SOURCE DOCUMENT
==*==

Thursday, January 14, 2010

Power law curve in surnames

There are purportedly six million unique surnames in the United States.

Think about that. Considering how many Smiths and Johnsons are running about, that means there are millions of surnames being clutched onto by only a handful of survivors. Indeed, the New York Times says that while 151,000 surnames were shared by a hundred or more Americans, four million were held by only one person. For some reason, I suspect that spelling typos are responsible for at least a million of those. How many census records, for example, accidentally point to the surname "Smioth" or "Wikkiams"?

A few years ago, I wanted to know how many Kohses there were in the United States. I suspected there were about 200 or so. I was able to obtain a tally sheet from the United States Census Bureau, and while they did not preserve the exact 1990 census count, I learned at least that "Kohs" was about the 56,229th most frequently occurring surname in America.

==*==

DATA PROVIDED
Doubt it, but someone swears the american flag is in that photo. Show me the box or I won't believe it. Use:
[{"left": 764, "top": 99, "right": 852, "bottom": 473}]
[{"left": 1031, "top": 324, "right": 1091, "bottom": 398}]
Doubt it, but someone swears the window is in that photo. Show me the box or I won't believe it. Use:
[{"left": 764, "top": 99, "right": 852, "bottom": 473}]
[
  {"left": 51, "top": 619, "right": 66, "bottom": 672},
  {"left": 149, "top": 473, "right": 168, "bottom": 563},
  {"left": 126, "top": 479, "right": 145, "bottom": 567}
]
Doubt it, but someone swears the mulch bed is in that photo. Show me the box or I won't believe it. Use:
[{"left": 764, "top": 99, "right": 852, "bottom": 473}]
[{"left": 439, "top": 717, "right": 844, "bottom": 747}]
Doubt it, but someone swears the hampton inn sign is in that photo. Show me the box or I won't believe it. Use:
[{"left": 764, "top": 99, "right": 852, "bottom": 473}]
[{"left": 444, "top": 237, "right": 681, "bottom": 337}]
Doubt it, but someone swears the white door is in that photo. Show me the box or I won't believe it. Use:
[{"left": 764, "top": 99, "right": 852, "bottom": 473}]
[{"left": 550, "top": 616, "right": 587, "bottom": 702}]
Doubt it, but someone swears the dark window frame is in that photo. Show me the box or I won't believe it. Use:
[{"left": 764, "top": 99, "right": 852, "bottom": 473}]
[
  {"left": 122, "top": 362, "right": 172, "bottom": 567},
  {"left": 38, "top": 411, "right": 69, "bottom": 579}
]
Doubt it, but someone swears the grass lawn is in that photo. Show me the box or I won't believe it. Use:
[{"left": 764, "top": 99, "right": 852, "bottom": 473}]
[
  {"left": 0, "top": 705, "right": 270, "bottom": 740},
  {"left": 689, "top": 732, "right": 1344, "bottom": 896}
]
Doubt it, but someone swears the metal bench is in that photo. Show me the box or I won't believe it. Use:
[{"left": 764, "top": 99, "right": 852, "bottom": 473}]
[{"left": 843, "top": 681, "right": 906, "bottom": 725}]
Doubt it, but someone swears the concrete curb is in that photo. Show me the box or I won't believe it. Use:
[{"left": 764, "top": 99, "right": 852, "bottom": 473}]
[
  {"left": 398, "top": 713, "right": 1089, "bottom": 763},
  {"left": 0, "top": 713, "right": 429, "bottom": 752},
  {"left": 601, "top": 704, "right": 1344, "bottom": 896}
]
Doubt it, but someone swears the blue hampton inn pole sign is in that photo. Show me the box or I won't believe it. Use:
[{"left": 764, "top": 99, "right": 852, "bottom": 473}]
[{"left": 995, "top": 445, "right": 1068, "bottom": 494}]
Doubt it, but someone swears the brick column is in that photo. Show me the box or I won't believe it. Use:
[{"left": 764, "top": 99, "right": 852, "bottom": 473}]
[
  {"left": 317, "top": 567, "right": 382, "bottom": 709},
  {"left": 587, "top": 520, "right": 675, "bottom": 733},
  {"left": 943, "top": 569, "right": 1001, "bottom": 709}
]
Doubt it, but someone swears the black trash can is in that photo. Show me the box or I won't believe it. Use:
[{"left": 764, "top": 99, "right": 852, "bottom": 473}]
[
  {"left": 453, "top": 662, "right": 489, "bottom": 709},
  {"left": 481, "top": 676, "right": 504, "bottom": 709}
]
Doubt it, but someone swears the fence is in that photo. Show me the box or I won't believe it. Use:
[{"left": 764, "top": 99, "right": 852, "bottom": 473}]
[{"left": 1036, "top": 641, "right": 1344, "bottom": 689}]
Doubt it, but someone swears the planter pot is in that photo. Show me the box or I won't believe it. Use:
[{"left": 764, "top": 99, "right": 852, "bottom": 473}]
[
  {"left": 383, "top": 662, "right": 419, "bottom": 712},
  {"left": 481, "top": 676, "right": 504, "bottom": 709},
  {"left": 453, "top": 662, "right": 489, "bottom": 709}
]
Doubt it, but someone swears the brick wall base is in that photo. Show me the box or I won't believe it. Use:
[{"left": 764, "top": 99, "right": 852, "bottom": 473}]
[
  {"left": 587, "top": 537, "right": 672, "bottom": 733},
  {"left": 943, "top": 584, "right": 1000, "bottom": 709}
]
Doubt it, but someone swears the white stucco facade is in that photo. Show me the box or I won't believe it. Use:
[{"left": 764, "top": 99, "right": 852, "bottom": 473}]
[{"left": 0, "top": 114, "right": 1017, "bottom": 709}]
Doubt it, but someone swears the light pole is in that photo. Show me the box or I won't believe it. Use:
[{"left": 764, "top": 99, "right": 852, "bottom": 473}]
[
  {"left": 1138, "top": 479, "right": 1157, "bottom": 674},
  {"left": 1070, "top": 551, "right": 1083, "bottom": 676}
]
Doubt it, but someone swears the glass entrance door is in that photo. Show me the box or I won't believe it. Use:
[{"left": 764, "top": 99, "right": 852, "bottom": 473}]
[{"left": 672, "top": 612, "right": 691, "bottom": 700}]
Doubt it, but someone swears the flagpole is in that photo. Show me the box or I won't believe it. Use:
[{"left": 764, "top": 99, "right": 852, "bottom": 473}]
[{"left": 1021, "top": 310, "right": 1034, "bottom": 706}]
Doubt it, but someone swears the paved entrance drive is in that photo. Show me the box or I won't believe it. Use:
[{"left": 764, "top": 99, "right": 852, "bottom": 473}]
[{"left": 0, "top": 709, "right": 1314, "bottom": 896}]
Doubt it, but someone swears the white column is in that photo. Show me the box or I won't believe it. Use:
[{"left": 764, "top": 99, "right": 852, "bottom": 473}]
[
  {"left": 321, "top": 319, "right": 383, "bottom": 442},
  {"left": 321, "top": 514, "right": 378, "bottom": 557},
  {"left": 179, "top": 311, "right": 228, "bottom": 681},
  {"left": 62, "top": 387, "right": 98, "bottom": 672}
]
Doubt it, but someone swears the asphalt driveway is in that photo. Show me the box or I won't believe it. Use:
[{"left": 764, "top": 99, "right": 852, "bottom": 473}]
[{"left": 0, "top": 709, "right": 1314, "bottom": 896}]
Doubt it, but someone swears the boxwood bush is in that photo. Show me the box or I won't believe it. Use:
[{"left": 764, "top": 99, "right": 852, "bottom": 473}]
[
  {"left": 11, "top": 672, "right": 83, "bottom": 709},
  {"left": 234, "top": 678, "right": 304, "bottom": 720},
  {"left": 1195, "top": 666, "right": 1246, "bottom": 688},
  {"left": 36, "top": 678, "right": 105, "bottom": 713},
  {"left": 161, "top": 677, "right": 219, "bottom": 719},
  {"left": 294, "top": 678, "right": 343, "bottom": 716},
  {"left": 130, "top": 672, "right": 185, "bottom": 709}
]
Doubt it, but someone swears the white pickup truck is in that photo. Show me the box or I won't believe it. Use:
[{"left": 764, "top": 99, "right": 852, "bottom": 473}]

==*==

JOB 1
Answer these from the surname post:
(a) How many unique surnames are there purportedly in the United States?
(b) According to the New York Times, how many surnames were held by only one person?
(c) About where did "Kohs" rank among the most frequently occurring surnames in America?
JOB 2
Can you carry on the surname post, starting right after its last sentence?
None of this calls for the data.

RIGHT ANSWER 1
(a) Six million.
(b) Four million.
(c) About 56,229th.

RIGHT ANSWER 2
Recently, though, I went back to review that file, and it's been updated with more detailed year 2000 census data. They now tally over 150,000 surnames having more than 100 members. The "Kohs" name has dropped to (approximately, since many families share the same estimated number of members) 84,631st place. They estimate about 206 people with that last name in the United States -- very close to my personal guess of "about 200". Funny that I've already collected at least 30 of them on Facebook.

While poking through the first 1,000 surnames, though, I made a fascinating discovery. After I charted the data, it was clear that the top 1,000 American surnames follow a power law curve in terms of distribution.

Naïve as I may be, I momentarily thought I might have made an impressive discovery, but this is not the case, of course. Academic studies have already examined the power law properties of surnames in Puerto Rico, Japan, England and Wales, Korea, and doubtless many other countries, including the United States.

Labels: , , , , , ,


At 10:07 AM, July 24, 2010, Blogger Steve St Clair said...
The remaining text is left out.